- ACTIVITY: Repeat the line that contains "ship crane, giving" exactly, along with each following line up to and including the last line of the entries.
+++
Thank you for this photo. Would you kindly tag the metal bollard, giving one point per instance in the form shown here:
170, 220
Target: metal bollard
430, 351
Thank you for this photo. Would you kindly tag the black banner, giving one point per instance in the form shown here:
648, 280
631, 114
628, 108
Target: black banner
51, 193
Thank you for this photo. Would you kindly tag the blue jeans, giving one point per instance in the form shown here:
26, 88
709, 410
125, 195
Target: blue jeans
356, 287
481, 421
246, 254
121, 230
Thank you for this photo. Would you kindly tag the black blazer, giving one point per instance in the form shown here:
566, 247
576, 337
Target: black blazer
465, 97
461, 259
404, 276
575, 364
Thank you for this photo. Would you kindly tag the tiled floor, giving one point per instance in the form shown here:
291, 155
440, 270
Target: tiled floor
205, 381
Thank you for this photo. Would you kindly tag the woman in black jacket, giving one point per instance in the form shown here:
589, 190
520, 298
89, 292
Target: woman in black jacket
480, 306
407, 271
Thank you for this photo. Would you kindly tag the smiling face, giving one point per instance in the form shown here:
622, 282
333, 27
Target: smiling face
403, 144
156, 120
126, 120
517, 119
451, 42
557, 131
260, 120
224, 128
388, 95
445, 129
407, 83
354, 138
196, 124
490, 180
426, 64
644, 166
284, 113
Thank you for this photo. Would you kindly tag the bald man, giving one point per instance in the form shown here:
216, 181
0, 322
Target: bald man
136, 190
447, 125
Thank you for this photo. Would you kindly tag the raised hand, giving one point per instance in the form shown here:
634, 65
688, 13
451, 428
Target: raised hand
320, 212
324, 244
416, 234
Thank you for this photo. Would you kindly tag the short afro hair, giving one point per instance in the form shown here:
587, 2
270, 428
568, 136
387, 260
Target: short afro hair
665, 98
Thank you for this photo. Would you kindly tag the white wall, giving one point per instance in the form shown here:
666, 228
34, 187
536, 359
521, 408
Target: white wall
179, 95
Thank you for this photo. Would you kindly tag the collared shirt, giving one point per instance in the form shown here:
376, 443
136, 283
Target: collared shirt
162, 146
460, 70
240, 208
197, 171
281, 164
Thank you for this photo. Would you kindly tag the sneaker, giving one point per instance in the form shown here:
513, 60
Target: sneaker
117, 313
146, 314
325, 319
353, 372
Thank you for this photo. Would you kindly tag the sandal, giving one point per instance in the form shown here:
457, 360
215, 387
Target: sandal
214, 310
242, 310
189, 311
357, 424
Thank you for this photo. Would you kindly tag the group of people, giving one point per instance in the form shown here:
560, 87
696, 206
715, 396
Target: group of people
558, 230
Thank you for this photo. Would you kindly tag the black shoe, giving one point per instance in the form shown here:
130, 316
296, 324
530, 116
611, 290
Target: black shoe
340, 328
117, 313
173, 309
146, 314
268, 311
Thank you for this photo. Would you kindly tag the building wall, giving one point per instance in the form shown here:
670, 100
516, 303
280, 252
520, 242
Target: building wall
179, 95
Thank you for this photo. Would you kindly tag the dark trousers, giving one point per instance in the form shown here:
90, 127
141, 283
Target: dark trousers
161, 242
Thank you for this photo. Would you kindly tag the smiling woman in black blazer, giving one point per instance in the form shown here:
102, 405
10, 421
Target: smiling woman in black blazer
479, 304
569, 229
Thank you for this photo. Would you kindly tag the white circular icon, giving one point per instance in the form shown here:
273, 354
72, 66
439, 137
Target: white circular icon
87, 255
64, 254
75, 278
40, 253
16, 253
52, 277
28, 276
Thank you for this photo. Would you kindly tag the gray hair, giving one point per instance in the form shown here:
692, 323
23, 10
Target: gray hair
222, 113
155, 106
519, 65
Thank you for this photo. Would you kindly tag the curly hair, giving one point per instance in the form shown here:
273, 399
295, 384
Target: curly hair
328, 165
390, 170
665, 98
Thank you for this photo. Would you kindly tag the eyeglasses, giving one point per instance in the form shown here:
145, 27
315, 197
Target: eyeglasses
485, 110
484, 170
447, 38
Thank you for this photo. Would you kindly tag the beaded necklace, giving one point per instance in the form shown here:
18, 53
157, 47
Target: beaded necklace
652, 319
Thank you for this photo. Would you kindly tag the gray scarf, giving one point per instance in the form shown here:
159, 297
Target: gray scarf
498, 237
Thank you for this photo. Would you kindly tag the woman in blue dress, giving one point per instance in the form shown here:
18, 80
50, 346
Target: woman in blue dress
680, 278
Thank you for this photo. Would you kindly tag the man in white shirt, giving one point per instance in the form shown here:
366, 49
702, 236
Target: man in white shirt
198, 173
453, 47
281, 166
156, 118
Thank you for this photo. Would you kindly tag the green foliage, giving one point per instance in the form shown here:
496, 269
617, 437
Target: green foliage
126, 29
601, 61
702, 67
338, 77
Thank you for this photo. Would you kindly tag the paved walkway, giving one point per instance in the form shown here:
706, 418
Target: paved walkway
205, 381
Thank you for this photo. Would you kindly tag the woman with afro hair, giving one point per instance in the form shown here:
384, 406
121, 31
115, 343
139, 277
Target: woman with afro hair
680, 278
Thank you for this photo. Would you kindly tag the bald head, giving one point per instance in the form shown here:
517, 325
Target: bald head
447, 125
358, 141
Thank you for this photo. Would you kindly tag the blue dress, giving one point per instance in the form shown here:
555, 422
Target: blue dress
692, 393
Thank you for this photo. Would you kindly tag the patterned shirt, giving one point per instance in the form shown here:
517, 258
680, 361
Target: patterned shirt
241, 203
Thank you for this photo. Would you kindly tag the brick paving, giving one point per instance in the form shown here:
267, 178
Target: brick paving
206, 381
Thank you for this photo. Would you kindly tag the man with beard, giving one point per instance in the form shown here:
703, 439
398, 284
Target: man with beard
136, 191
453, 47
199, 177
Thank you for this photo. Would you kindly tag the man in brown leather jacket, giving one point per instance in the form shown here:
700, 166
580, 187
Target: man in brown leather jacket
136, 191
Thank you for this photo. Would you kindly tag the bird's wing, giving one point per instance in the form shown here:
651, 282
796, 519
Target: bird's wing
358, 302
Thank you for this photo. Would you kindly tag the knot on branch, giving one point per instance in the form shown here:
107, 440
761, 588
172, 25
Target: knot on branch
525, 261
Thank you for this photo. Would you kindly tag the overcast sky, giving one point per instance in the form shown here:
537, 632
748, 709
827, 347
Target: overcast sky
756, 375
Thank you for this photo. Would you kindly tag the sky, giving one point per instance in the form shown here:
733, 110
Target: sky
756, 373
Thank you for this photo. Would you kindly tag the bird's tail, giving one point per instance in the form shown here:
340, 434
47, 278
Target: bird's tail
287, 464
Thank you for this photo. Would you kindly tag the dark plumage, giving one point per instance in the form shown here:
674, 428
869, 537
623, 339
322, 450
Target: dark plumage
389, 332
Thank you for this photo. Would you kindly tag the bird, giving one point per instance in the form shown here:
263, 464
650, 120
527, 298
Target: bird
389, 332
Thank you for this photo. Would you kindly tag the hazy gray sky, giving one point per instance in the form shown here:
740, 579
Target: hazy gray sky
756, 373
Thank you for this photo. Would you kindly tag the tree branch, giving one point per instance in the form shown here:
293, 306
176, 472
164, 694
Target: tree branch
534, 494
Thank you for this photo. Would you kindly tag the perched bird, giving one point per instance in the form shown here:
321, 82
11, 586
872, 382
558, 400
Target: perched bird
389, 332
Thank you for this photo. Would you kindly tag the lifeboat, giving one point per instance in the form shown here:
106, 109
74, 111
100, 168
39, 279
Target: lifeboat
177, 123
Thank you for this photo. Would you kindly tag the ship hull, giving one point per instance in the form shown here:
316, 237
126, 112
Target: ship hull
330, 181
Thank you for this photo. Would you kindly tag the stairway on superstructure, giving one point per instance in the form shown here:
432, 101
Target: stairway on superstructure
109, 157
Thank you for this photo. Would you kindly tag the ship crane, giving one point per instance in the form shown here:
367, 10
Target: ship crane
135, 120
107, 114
+++
- SOLUTION FOR THIS TASK:
Thank you for this photo. Would you kindly tag the ship crane, giving one point per instance in the form shown here:
367, 10
Target: ship crane
135, 120
107, 114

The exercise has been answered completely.